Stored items
"""

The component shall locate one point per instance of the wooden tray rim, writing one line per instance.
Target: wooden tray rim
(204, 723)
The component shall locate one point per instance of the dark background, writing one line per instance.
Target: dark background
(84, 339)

"""

_INSTRUCTIONS FOR THE TASK_.
Write out exactly those lines running from the line with "The component shall locate one point per instance of the dark" to the end of the data above, the first and last included.

_RESPONSE TO THE EXERCISE_.
The component shall locate one point per instance of the dark background, writing one line per instance.
Target: dark background
(84, 339)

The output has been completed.